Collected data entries
*** Begin section ***
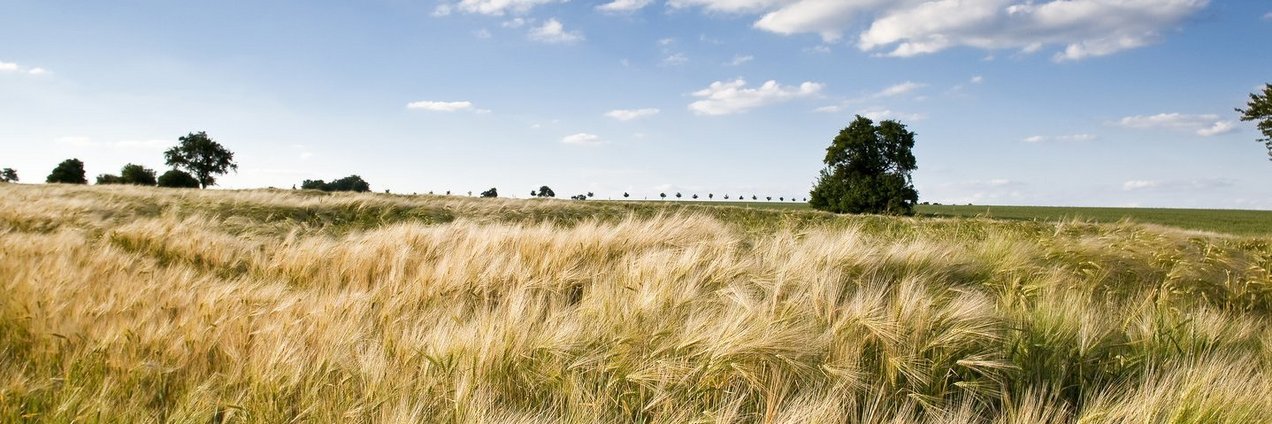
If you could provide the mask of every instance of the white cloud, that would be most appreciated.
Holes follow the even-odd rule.
[[[1025,137],[1025,139],[1022,141],[1026,143],[1044,143],[1044,142],[1050,142],[1050,141],[1058,141],[1058,142],[1091,141],[1097,138],[1099,137],[1097,137],[1095,134],[1070,134],[1070,135],[1057,135],[1057,136],[1035,135],[1031,137]]]
[[[1263,20],[1265,20],[1265,21],[1272,21],[1272,12],[1268,12],[1268,13],[1263,14]]]
[[[611,110],[609,112],[605,112],[605,116],[608,116],[610,118],[614,118],[620,121],[631,121],[633,119],[644,118],[647,116],[654,116],[654,115],[657,115],[658,112],[659,110],[655,108],[616,109],[616,110]]]
[[[589,134],[589,133],[578,133],[578,134],[567,135],[565,136],[565,138],[561,139],[561,142],[565,144],[574,144],[579,146],[595,146],[598,144],[605,143],[604,141],[601,140],[601,136],[596,134]]]
[[[499,26],[504,27],[504,28],[514,28],[514,29],[515,29],[515,28],[521,28],[521,27],[525,26],[525,25],[526,25],[526,24],[528,24],[528,23],[530,23],[530,21],[529,21],[529,20],[527,20],[526,18],[512,18],[512,19],[509,19],[509,20],[503,21],[502,23],[500,23],[500,24],[499,24]]]
[[[548,19],[543,25],[530,29],[529,37],[534,41],[551,44],[568,44],[583,41],[583,33],[566,31],[565,25],[562,25],[556,18]]]
[[[67,136],[58,137],[57,144],[71,146],[75,148],[108,148],[108,149],[140,149],[140,150],[163,150],[176,144],[175,140],[120,140],[115,142],[102,142],[93,140],[90,137],[83,136]]]
[[[1206,191],[1232,187],[1234,185],[1236,185],[1236,183],[1227,178],[1200,178],[1195,180],[1173,181],[1130,180],[1122,183],[1122,190]]]
[[[1137,129],[1167,129],[1186,131],[1211,137],[1235,131],[1232,121],[1219,119],[1219,115],[1187,115],[1182,113],[1159,113],[1156,115],[1127,116],[1119,120],[1118,125]]]
[[[81,136],[58,137],[57,140],[54,141],[56,141],[57,144],[64,144],[71,147],[97,147],[101,145],[100,143],[93,141],[91,138]]]
[[[596,10],[609,13],[633,12],[649,6],[650,3],[653,3],[653,0],[614,0],[596,6]]]
[[[16,72],[18,64],[9,62],[0,62],[0,72]]]
[[[729,82],[716,81],[693,93],[694,97],[701,97],[702,100],[690,103],[689,110],[699,115],[730,115],[813,96],[822,87],[822,84],[815,82],[804,82],[798,87],[782,86],[777,81],[769,80],[757,88],[747,88],[746,81],[741,78]]]
[[[844,107],[843,105],[830,105],[830,106],[822,106],[817,109],[813,109],[813,112],[836,113],[836,112],[843,112],[845,109],[846,107]]]
[[[969,80],[969,81],[970,81],[972,84],[980,84],[980,83],[985,82],[985,77],[982,77],[982,76],[980,76],[980,75],[976,75],[976,76],[973,76],[973,77],[972,77],[972,79],[971,79],[971,80]]]
[[[39,76],[39,75],[47,74],[49,71],[47,69],[40,68],[40,67],[28,69],[26,67],[18,65],[17,63],[0,62],[0,72],[16,72],[16,73],[23,73],[27,75]]]
[[[145,149],[145,150],[161,150],[176,145],[175,140],[121,140],[115,143],[116,147],[126,149]]]
[[[919,84],[912,81],[906,81],[906,82],[885,88],[883,89],[883,91],[875,93],[874,96],[875,97],[895,97],[895,96],[900,96],[902,94],[912,92],[914,90],[918,90],[926,86],[927,84]]]
[[[755,56],[751,56],[751,55],[749,55],[749,54],[748,54],[748,55],[740,55],[740,54],[738,54],[738,55],[733,55],[733,60],[730,60],[730,61],[726,62],[726,63],[725,63],[725,65],[726,65],[726,66],[740,66],[740,65],[742,65],[742,64],[744,64],[744,63],[747,63],[747,62],[750,62],[750,61],[752,61],[752,60],[755,60]]]
[[[689,63],[689,56],[684,53],[672,53],[662,60],[662,66],[678,66],[686,63]]]
[[[49,73],[49,71],[44,68],[31,68],[31,70],[27,71],[27,73],[31,75],[44,75]]]
[[[1157,41],[1210,0],[669,0],[673,8],[758,14],[754,27],[839,40],[858,22],[863,51],[907,57],[957,46],[1026,53],[1054,46],[1056,61],[1113,54]]]
[[[473,31],[473,36],[485,40],[485,39],[489,39],[490,37],[493,37],[494,35],[491,34],[489,30],[482,28],[482,29]]]
[[[469,101],[435,102],[435,101],[429,101],[429,100],[420,100],[418,102],[407,103],[406,108],[427,110],[430,112],[460,112],[460,111],[470,111],[470,112],[477,112],[477,113],[490,112],[489,110],[486,110],[486,109],[477,109],[476,107],[473,106],[473,102],[469,102]]]
[[[857,114],[864,116],[866,118],[870,118],[870,120],[872,121],[884,121],[889,119],[902,120],[902,121],[922,121],[924,118],[926,118],[925,116],[923,116],[923,114],[920,114],[920,113],[897,112],[892,109],[888,109],[888,108],[880,107],[880,106],[859,110],[857,111]]]
[[[458,3],[437,6],[433,15],[446,16],[458,10],[464,13],[502,16],[507,13],[526,13],[536,6],[561,1],[565,0],[461,0]]]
*** End section ***
## WORK ITEM
The result should be an exact copy of every entry above, with no pictures included.

## RESULT FOR THIS EXERCISE
If you could provide the mask of every instance of the white cloud, that would be most appreciated.
Holes follow the even-odd rule.
[[[1025,137],[1025,139],[1022,141],[1026,143],[1044,143],[1044,142],[1050,142],[1050,141],[1058,141],[1058,142],[1091,141],[1097,138],[1099,137],[1097,137],[1095,134],[1070,134],[1070,135],[1057,135],[1057,136],[1035,135],[1031,137]]]
[[[1263,20],[1265,20],[1265,21],[1272,21],[1272,12],[1268,12],[1268,13],[1263,14]]]
[[[611,110],[609,112],[605,112],[605,116],[608,116],[610,118],[614,118],[620,121],[631,121],[633,119],[644,118],[647,116],[654,116],[654,115],[657,115],[658,112],[659,110],[655,108],[616,109],[616,110]]]
[[[589,134],[589,133],[578,133],[578,134],[567,135],[565,136],[565,138],[561,139],[561,142],[565,144],[574,144],[579,146],[595,146],[598,144],[605,143],[604,141],[601,140],[601,136],[596,134]]]
[[[499,26],[504,27],[504,28],[514,28],[514,29],[515,29],[515,28],[521,28],[521,27],[525,26],[525,25],[526,25],[526,24],[528,24],[528,23],[530,23],[530,21],[529,21],[529,20],[527,20],[526,18],[512,18],[512,19],[509,19],[509,20],[503,21],[502,23],[500,23],[500,24],[499,24]]]
[[[548,19],[543,25],[530,29],[529,37],[534,41],[551,44],[568,44],[583,41],[583,33],[566,31],[565,25],[562,25],[556,18]]]
[[[67,136],[58,137],[57,144],[71,146],[75,148],[108,148],[108,149],[140,149],[140,150],[163,150],[176,144],[175,140],[120,140],[115,142],[102,142],[93,140],[90,137],[83,136]]]
[[[1206,191],[1232,187],[1234,185],[1236,185],[1236,183],[1227,178],[1200,178],[1195,180],[1173,181],[1130,180],[1122,183],[1122,190]]]
[[[1137,129],[1167,129],[1186,131],[1211,137],[1235,131],[1232,121],[1219,119],[1219,115],[1187,115],[1182,113],[1159,113],[1156,115],[1127,116],[1119,120],[1118,125]]]
[[[81,136],[58,137],[57,140],[54,141],[56,141],[57,144],[64,144],[71,147],[97,147],[101,145],[100,143],[93,141],[91,138]]]
[[[596,10],[609,13],[633,12],[649,6],[650,3],[653,3],[653,0],[614,0],[596,6]]]
[[[16,72],[18,64],[9,62],[0,62],[0,72]]]
[[[729,82],[716,81],[693,93],[694,97],[701,97],[702,100],[690,103],[689,110],[699,115],[730,115],[813,96],[822,87],[822,84],[815,82],[804,82],[798,87],[782,86],[777,81],[769,80],[757,88],[747,88],[746,81],[741,78]]]
[[[844,107],[843,105],[830,105],[830,106],[822,106],[817,109],[813,109],[813,112],[836,113],[836,112],[843,112],[845,109],[846,107]]]
[[[969,80],[969,81],[970,81],[972,84],[980,84],[980,83],[985,82],[985,77],[982,77],[982,76],[980,76],[980,75],[976,75],[976,76],[973,76],[973,77],[972,77],[972,79],[971,79],[971,80]]]
[[[39,76],[39,75],[47,74],[49,71],[47,69],[40,68],[40,67],[28,69],[26,67],[18,65],[17,63],[0,62],[0,72],[16,72],[16,73],[23,73],[27,75]]]
[[[145,149],[145,150],[161,150],[176,145],[175,140],[121,140],[115,143],[116,147],[126,149]]]
[[[919,84],[912,81],[906,81],[906,82],[885,88],[883,89],[883,91],[875,93],[874,96],[875,97],[895,97],[895,96],[900,96],[902,94],[912,92],[914,90],[918,90],[926,86],[927,84]]]
[[[755,56],[751,56],[751,55],[749,55],[749,54],[748,54],[748,55],[740,55],[740,54],[738,54],[738,55],[733,55],[733,60],[730,60],[730,61],[726,62],[726,63],[725,63],[725,65],[726,65],[726,66],[740,66],[740,65],[742,65],[742,64],[744,64],[744,63],[747,63],[747,62],[750,62],[750,61],[752,61],[752,60],[755,60]]]
[[[689,63],[689,56],[684,53],[672,53],[662,60],[662,66],[678,66],[686,63]]]
[[[49,73],[49,71],[44,68],[31,68],[31,70],[27,71],[27,73],[31,75],[44,75]]]
[[[1157,41],[1210,0],[669,0],[673,8],[758,14],[754,27],[839,40],[858,22],[863,51],[907,57],[957,46],[1026,53],[1054,46],[1056,61],[1113,54]]]
[[[473,31],[473,36],[485,40],[485,39],[489,39],[490,37],[493,37],[494,35],[491,34],[489,30],[482,28],[482,29]]]
[[[469,101],[435,102],[435,101],[429,101],[429,100],[420,100],[418,102],[407,103],[406,108],[427,110],[430,112],[460,112],[460,111],[470,111],[470,112],[477,112],[477,113],[490,112],[489,110],[486,110],[486,109],[477,109],[476,107],[473,106],[473,102],[469,102]]]
[[[857,114],[864,116],[866,118],[870,118],[870,120],[872,121],[884,121],[889,119],[902,120],[902,121],[922,121],[924,118],[926,118],[925,116],[923,116],[923,114],[920,114],[920,113],[897,112],[892,109],[888,109],[888,108],[880,107],[880,106],[859,110],[857,111]]]
[[[458,3],[437,6],[433,15],[446,16],[458,10],[464,13],[502,16],[507,13],[526,13],[536,6],[561,1],[565,0],[461,0]]]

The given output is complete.